* **What to produce**
The line containing "# a formatted example", and every line after it to the end of the listing, should be repeated exactly; the pictures should not.
# # # # # # #
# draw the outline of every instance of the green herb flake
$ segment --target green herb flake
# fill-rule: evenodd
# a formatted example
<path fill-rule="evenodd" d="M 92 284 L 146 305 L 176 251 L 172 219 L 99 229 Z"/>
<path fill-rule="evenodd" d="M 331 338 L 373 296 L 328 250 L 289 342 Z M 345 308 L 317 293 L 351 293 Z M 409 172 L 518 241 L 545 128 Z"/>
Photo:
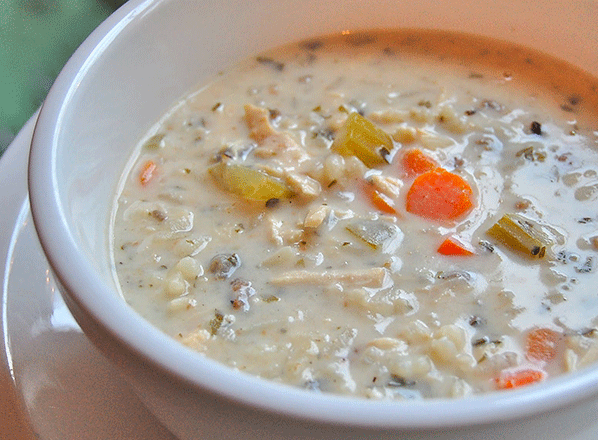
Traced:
# # # # # # #
* **Finished exercise**
# a formatted example
<path fill-rule="evenodd" d="M 92 284 L 146 305 L 176 251 L 172 219 L 99 229 Z"/>
<path fill-rule="evenodd" d="M 331 338 L 373 296 L 328 250 L 289 342 Z M 345 308 L 317 293 L 351 293 Z M 409 172 L 518 241 L 545 128 Z"/>
Photo:
Traced:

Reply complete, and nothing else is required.